Work to complete: All of the lines below are to be transcribed faithfully, with pictures excluded from the copy.

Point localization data

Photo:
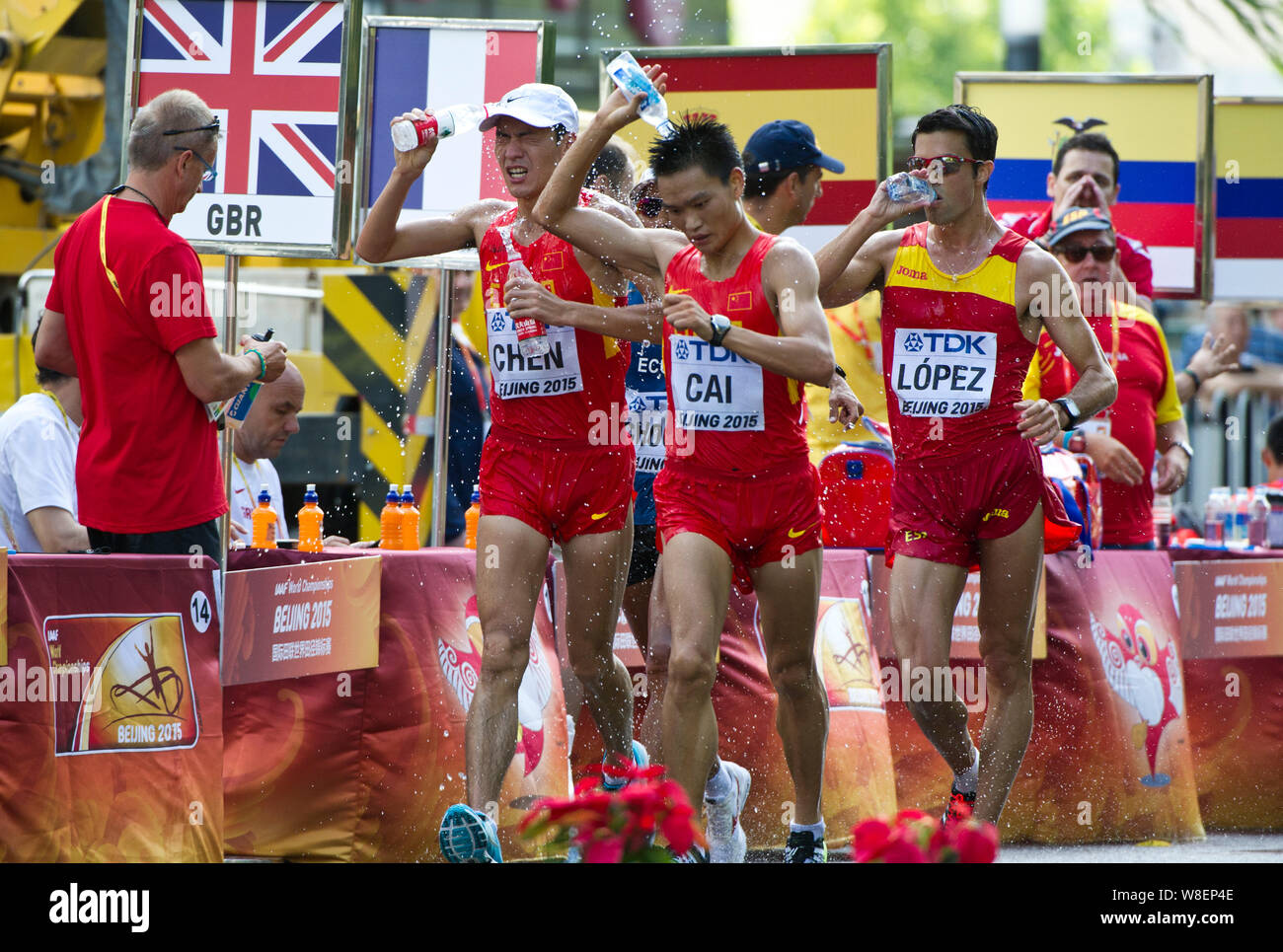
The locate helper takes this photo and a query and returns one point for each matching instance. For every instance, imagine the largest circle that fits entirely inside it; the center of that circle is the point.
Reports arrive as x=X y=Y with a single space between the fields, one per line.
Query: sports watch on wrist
x=1072 y=412
x=721 y=324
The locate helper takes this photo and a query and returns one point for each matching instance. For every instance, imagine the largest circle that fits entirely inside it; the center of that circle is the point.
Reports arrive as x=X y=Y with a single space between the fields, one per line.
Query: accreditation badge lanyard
x=1101 y=422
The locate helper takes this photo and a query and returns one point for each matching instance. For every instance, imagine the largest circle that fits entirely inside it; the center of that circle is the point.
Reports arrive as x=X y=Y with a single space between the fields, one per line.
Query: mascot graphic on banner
x=462 y=669
x=1145 y=677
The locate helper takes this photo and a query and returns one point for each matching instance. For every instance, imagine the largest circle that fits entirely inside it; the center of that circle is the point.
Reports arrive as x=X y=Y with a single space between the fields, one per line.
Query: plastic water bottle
x=1243 y=503
x=452 y=120
x=1257 y=521
x=410 y=521
x=629 y=76
x=264 y=521
x=471 y=519
x=531 y=336
x=389 y=520
x=311 y=521
x=1163 y=520
x=1214 y=515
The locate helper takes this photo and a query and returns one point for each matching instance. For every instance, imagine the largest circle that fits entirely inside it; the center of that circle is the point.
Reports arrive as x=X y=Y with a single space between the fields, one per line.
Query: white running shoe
x=726 y=840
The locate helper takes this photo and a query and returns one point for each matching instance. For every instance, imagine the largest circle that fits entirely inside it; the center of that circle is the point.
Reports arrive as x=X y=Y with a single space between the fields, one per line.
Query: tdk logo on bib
x=943 y=374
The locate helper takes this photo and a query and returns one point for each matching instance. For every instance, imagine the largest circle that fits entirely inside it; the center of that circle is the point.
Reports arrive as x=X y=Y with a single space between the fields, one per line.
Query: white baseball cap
x=537 y=104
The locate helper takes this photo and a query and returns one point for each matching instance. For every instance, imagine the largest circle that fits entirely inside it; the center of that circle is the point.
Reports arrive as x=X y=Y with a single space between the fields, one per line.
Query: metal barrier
x=1227 y=439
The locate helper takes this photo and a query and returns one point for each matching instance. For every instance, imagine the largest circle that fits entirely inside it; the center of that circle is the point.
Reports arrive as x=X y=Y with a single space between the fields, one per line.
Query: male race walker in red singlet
x=958 y=332
x=542 y=476
x=743 y=330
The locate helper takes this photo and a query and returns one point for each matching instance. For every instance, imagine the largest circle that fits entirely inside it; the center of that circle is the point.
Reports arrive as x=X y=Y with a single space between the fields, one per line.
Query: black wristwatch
x=1072 y=412
x=721 y=325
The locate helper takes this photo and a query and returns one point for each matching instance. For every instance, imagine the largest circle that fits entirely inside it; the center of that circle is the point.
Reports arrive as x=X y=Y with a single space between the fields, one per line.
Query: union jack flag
x=269 y=71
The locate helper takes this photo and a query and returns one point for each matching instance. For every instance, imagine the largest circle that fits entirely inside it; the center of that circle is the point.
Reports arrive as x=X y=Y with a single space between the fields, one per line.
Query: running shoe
x=693 y=854
x=803 y=847
x=957 y=799
x=469 y=836
x=641 y=759
x=726 y=840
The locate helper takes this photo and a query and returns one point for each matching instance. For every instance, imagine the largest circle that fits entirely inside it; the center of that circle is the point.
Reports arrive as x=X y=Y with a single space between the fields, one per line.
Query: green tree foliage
x=932 y=39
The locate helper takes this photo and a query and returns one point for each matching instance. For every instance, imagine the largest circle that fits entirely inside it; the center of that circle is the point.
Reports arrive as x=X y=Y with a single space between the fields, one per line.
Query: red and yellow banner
x=839 y=91
x=1231 y=609
x=291 y=622
x=1108 y=757
x=111 y=711
x=388 y=741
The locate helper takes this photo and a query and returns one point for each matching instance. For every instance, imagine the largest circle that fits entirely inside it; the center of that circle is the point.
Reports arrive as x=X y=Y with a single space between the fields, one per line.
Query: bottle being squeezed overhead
x=390 y=520
x=471 y=519
x=452 y=120
x=264 y=521
x=311 y=521
x=531 y=336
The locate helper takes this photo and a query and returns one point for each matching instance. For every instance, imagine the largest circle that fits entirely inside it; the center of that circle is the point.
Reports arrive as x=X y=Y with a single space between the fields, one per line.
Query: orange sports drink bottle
x=390 y=520
x=311 y=521
x=410 y=521
x=471 y=517
x=264 y=520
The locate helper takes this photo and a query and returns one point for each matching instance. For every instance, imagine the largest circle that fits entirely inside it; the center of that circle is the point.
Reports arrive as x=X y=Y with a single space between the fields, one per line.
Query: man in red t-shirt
x=1147 y=413
x=1086 y=174
x=127 y=315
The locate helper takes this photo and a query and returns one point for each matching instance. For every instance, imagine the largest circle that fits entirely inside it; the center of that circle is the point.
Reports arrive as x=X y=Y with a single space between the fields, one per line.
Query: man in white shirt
x=38 y=436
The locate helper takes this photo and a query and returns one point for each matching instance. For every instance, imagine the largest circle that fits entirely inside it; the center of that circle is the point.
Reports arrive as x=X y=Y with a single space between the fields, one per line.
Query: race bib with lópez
x=714 y=388
x=943 y=374
x=516 y=376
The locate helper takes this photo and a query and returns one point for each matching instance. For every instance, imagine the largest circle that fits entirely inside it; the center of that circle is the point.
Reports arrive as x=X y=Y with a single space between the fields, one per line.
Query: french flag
x=435 y=68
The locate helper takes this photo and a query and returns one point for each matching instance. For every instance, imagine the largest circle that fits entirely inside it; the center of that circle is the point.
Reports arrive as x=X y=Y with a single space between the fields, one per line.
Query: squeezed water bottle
x=531 y=336
x=452 y=120
x=629 y=76
x=1214 y=515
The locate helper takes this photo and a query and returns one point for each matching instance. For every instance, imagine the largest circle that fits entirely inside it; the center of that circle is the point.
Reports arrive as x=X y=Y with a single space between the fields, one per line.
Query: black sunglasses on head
x=1101 y=253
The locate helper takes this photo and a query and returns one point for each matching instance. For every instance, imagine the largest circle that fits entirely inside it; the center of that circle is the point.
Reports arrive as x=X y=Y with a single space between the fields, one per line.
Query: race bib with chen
x=646 y=412
x=516 y=376
x=943 y=374
x=714 y=388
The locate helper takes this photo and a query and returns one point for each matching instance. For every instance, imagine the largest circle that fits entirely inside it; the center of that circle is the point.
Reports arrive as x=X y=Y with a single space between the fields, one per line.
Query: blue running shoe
x=469 y=837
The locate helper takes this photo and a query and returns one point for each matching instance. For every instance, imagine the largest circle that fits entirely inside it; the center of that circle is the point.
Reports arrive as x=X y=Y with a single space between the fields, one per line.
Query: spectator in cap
x=1147 y=414
x=1086 y=174
x=783 y=167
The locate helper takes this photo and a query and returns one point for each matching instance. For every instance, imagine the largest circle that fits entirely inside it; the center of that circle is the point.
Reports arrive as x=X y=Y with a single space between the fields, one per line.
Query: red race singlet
x=954 y=358
x=730 y=414
x=578 y=384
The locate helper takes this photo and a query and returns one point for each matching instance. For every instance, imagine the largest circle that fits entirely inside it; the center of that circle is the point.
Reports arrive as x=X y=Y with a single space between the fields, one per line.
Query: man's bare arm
x=52 y=345
x=56 y=530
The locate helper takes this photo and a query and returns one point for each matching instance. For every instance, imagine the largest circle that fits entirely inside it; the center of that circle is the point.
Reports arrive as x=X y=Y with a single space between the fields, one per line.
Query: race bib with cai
x=943 y=374
x=516 y=376
x=714 y=388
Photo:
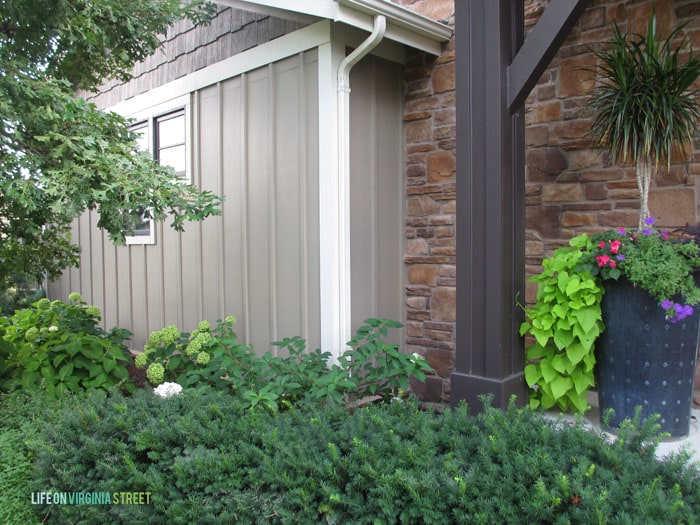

Expected answer:
Photo:
The locate helper takes this photo and a query and returns one point for each matching instance. For every instance, imagine the largest circle that fits entirely inside it; the center of that circle is the point.
Reports arrive as x=X y=Y with a single space between the fields, one per line.
Query: sports watch on wrist
x=1072 y=412
x=721 y=324
The locate helper takes this photo and a query and returns one point for each matching instance. For every instance, imagine the largest circle that fits entirely inside it; the center of that circle is the point.
Reports arrive as x=X y=Y with a single space between the fields, one per line.
Query: accreditation badge lanyard
x=1101 y=422
The locate helper takes this photo and a query and returns one point for each matching instance. For every instance, imagine the largest circle that fits entirely inside it; the center of that circle is the point.
Reports arrive as x=X y=Y with a single space between the fields, one per line.
Query: mascot graphic on banner
x=462 y=669
x=1145 y=677
The locate helper takes this photo and a query and returns one point for each matching instance. For every instance, imagine the largest circle that fits entirely inside it; the center of that circle is the point.
Reports arrive as x=X y=Y with a single space between the fields, one per line.
Query: plastic water bottle
x=1243 y=503
x=452 y=120
x=1257 y=521
x=410 y=521
x=629 y=76
x=264 y=521
x=471 y=519
x=531 y=336
x=389 y=520
x=311 y=521
x=1163 y=520
x=1214 y=515
The locate helper takes this photo and a query and returns one point for each matching instance. For every instance, imagine the largest circle that fits entirely inside it; the center of that circle is the point.
Reports arrive as x=X y=Y with a single space between the fields, one per line.
Query: white running shoe
x=726 y=840
The locate helper takes this photo and a query and returns one point for each matching instance. For every instance, imagine the largest circle that fits entirely inside it; the center of that circle is the point.
Reports arrive as x=X y=Y with a single space between the fields, one per line.
Query: tdk logo on bib
x=943 y=374
The locate helper takes this photo and a query and returns one point for each matching instance. For every instance, imagine the largest circle that fits entirely inside it; the center of that circle is the point.
Reports arrive as x=X y=Y with a single space between the fields, one per line.
Query: white baseball cap
x=537 y=104
The locate helper takes this photo and a query and returns one point for each matching instance. For every instance, imagine the largest circle that fits entirely inside it; the center of that circle is the point.
Reports arrive as x=X y=Y with a single space between the fields, one per line.
Query: metal barrier
x=1227 y=439
The locate helper takes this photo and a query and returns one point for each matching instance. For every instance, imagine the largest circle that fits entirely inside it; the center of that circle is the point.
Reports arrive as x=X y=Y with a single space between the fields, one per line.
Query: male race walker in red singlet
x=958 y=332
x=542 y=476
x=743 y=330
The locate helper takes this photo and a query and returns one point for each matching instance. For every instance, imagine the largest circle that fits entirely inside it; the center of that circle is the point.
Reports arrive as x=X y=Y with a single space between the fields, one per line.
Query: black wristwatch
x=1072 y=412
x=721 y=325
The locate helper takes this photo and a query and returns one point for each matching instance. For every instance, imagine the largest circle that fits entirely inside it; the center of that circle is the point.
Reports arrive as x=X y=Y with a single space between the fields, one per line.
Query: union jack flag
x=269 y=71
The locate helper takes this photo and a query and returns one point for each matching instance. For every instance, imagine the largest circle that fits entirely inside it; the center of that circle is the point.
Reports arrive as x=X y=Y with a single space between the fields, one per line.
Query: running shoe
x=693 y=854
x=803 y=847
x=957 y=799
x=469 y=836
x=641 y=759
x=726 y=840
The locate helper takes this photo and a query and returns one point for each matching instance. For every instance, imagine the largest circle that fits entirely inside it; the center of that circle is the point.
Reports arrive as x=X y=Y with a single space between the fields, one per line.
Query: green tree foliage
x=932 y=39
The locate helper takes this photo and a query and returns one point for each matching instance. For every instance, imagine the largest circle that fits entirely inside it; the center of that circle is the point.
Reports arrive as x=X y=Y with a single space between the fields, one per line.
Query: red and yellow banner
x=839 y=91
x=1231 y=609
x=291 y=622
x=1108 y=757
x=111 y=711
x=388 y=741
The locate helper takes this photo and a query and returns one point for each matching instance. For every instance, imagine the largest circle that fits entirely inside it; the center of that circle is the point.
Reports arrive as x=X y=Y with a single space between the fields, one per line.
Query: bottle being squeezed overhead
x=390 y=520
x=471 y=519
x=452 y=120
x=264 y=521
x=311 y=521
x=531 y=336
The locate helper takes this photo and a query and returns one point for each matching instance. For every instance, imagine the largest circle that fits entirely inside it; the center of that circle is the point.
Reports arrive as x=X y=Y with a single space between the fields, one per line.
Query: orange sports drink bottle
x=390 y=520
x=311 y=521
x=410 y=521
x=471 y=517
x=264 y=520
The locate helper takes this photo and a query and returns one point for each matching instance. For every instance, imagine the largest circle that fits entirely inside it; the center of that circle is the point.
Reports arrive as x=X y=Y with a single space between the fields, one per line.
Query: man in red t-shirt
x=1147 y=413
x=1086 y=174
x=127 y=315
The locate helper takes this photo and a query and returns one point for each matching instance. For every instance, imagine the largest circle that fits entirely inside it; the center of that circle is the point.
Reports arrive as x=X y=Y with a single space between the fields, one per line.
Query: man in white shirt
x=38 y=436
The locate helper takes this photo and a query and returns one point for each matching instance. For every instance, imagine the largest circle that fits entirely inside it; the center of that circle is the point.
Reports arrive as x=X y=Y with a single space between the fields, one per line.
Query: race bib with lópez
x=714 y=388
x=943 y=374
x=516 y=376
The locate helper takes this photo and a query and returns one point for each matching instance. For every instance, imagine the largest circle that fits entirely inside it; the center of that circle is the point.
Reports arrive as x=X y=Y with a single space between the fields, one per line.
Query: french flag
x=435 y=68
The locate helper takes this photo and a query and returns one point for each matching instance. For every instance, imagine the largest circle that fits entirely inside it; the center of that circle is the point.
Reports arrive as x=X y=Y with a single space between the fields, one per line.
Query: squeezed water bottle
x=531 y=336
x=452 y=120
x=629 y=76
x=1214 y=515
The locate helper takes this photo and a query and returns one point for each matching instance. For every instance, imagine the largest circle that fits entirely inside it; the center of that circle is the point.
Reports arrive as x=X y=Y with a single space between the fields, one per line.
Query: black sunglasses on head
x=1101 y=253
The locate helper takes this photo and a query and returns one point for each matching instance. For every instance, imagine the largest circle that fits entirely inside it; the center of that circle is the point.
Reports arrive as x=X y=Y with a single space between the fields, one per line.
Query: race bib with chen
x=646 y=412
x=516 y=376
x=943 y=374
x=714 y=388
The locate helper takes this photo and a query and returns one point for each matching instance. For every instance, imagine the largest circle that fits entirely inside it; the center of that circle is the point.
Reports arrive as x=X y=Y with a single space between the fields, one per line.
Query: blue running shoe
x=469 y=837
The locate helper takes this photo and a query and returns one point for each matching instance. For every instance, imagine the largest circle that fits entirely inside it; the center of that circle is the point.
Reports arrive as x=X y=Y with a single space between the fields, one per line.
Query: spectator in cap
x=1147 y=414
x=1086 y=174
x=783 y=167
The locate helper takes this photo and a query and returns one point for each matching instance. For every instance, imagine the largest circle that fits entirely inside it; the center of that circle is the point.
Reports arrive as x=X y=Y with a single space between the fields, one per line.
Query: red race singlet
x=954 y=358
x=730 y=414
x=578 y=384
The locate helper takes this photo and a query and returns one point for each matching instance. For every instance, imagine the largest circle that fits entirely inside it; the center of that circle is the point.
Reports arrive as x=X y=Y with a single space between the fields, one per line.
Query: man's bare arm
x=52 y=345
x=56 y=530
The locate helper takes this photo and a query and returns one point for each matching instance. For every instance, imagine the largest circle that fits entirely inside it; the center of that circle is the point.
Reports arrive as x=X y=Y with a single space between the fields, one per line.
Query: race bib with cai
x=943 y=374
x=516 y=376
x=714 y=388
Photo:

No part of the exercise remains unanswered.